─── DATA TO USE

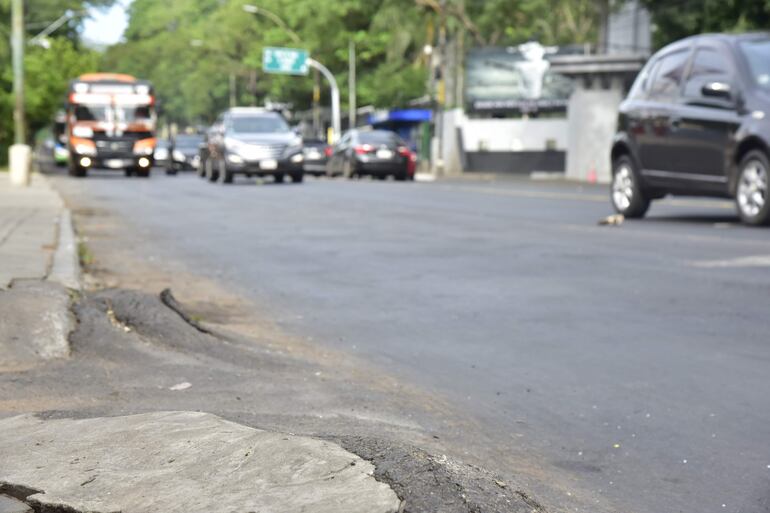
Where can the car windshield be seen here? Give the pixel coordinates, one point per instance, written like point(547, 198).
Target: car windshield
point(757, 53)
point(91, 112)
point(188, 141)
point(258, 124)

──────

Which lines of the material above contain the word "windshield"? Report each of them in full.

Where can the car windshield be seen here? Give the pixel coordinates, one point per instance, written like point(547, 198).
Target: car windshield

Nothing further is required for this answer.